* What is being asked: Copy the material below line for line, with no changes.

==*==

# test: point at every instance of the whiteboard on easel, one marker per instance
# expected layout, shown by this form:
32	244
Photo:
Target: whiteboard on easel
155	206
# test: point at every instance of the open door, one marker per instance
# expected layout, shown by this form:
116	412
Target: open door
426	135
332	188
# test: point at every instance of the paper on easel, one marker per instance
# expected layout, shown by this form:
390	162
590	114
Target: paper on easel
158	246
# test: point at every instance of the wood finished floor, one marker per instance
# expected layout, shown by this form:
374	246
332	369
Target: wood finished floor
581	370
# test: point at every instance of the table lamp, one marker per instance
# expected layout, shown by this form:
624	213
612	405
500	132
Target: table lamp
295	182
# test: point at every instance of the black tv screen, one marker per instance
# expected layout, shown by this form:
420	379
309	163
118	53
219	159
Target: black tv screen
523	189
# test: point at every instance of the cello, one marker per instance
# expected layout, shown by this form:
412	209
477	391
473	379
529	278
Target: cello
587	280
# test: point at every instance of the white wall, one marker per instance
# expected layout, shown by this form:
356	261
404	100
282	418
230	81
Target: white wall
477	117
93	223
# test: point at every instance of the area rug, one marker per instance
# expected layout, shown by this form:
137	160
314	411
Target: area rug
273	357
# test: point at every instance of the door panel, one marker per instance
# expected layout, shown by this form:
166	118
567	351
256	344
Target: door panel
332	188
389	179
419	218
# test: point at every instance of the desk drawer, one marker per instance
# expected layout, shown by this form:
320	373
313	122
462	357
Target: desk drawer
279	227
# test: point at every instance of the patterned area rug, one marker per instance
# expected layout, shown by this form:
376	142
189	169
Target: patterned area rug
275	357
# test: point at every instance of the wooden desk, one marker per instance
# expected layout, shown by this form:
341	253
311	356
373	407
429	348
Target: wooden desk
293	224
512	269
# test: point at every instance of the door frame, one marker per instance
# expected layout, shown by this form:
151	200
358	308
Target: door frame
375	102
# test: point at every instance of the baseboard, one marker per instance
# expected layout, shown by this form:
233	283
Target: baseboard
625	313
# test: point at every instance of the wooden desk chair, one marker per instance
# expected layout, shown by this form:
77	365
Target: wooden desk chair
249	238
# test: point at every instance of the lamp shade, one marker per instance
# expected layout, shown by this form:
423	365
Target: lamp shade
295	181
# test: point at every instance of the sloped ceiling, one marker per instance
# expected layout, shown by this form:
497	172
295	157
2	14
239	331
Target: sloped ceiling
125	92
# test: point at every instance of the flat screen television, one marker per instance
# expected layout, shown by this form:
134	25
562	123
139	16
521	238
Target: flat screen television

==*==

* Expected answer:
# test: point at every instance of the whiteboard on easel, one marker per instance
# expected layout, shown by this form:
32	244
Photo:
Target: whiteboard on easel
155	206
# test: point at every instance of the open door, one marker per instance
# expected layout, shown by this form:
116	412
Target: open door
426	135
332	188
# test: point at every instance of the paper on easel, one marker per instance
# expected layout, shown by this form:
390	162
590	114
Target: paper on easel
158	246
# test: point at every instance of the wood finished floor, one marker per instance
# expected layout, shown by this form:
374	246
332	369
Target: wood finished floor
581	370
# test: point at every instance of the table lamp, one marker per instance
# expected layout, shown by this form:
624	213
612	405
500	132
Target: table lamp
295	182
# test: point at every instance of the black tv screen, one marker per instance
# expected layout, shown by this form:
420	379
309	163
118	53
219	159
Target: black tv screen
523	189
# test: point at every instance of the cello, one marker per instance
# expected layout, shown by this form:
412	209
477	391
473	379
529	278
Target: cello
587	280
# test: point at every instance of the white wall, one marker per instance
# expected layout, shown by this form:
356	261
404	100
282	418
230	81
Target: white wall
477	117
93	223
# test: point at every instance of the area rug, one marker per instance
# expected layout, shown by this form:
137	160
314	411
Target: area rug
273	357
# test: point at every instance of the door panel, one marker per instance
# expected layout, shown by this form:
166	118
567	351
256	344
Target: door panel
332	188
389	179
419	218
# test: point at every instance of the desk drawer, one marker per instance
# expected layout, shown by this form:
320	373
313	122
462	357
Target: desk drawer
279	227
# test: point at every instance of the patterned area rug, one marker per instance
# expected layout, shown by this form:
376	142
189	169
Target: patterned area rug
275	357
# test: point at every instance of the wooden desk, one marker per instance
# expected layout, shown by this form:
341	253
311	356
373	407
429	348
Target: wooden desk
293	224
512	269
# test: point at every instance of the door frame, one marker per instance
# expected layout, shown by this form:
151	200
358	308
Target: door frame
375	102
# test: point at every instance of the baseboard, one marker per instance
# expected layout, shown by this form:
233	283
Target: baseboard
625	313
# test: point at every instance of the wooden desk chair, one marker per instance
# expected layout, shown by this form:
77	365
Target: wooden desk chair
249	238
# test: point at every instance of the lamp shade, one marker per instance
# expected layout, shown by this form:
423	365
Target: lamp shade
295	181
# test: point at every instance of the sloped ceiling, one marker per instance
# expected layout, shown by this form:
497	172
295	157
2	14
239	331
Target: sloped ceiling
125	92
# test: point at every instance of the flat screen television, one marker per instance
# expected layout, shown by this form:
134	25
562	123
139	16
521	238
Target: flat screen television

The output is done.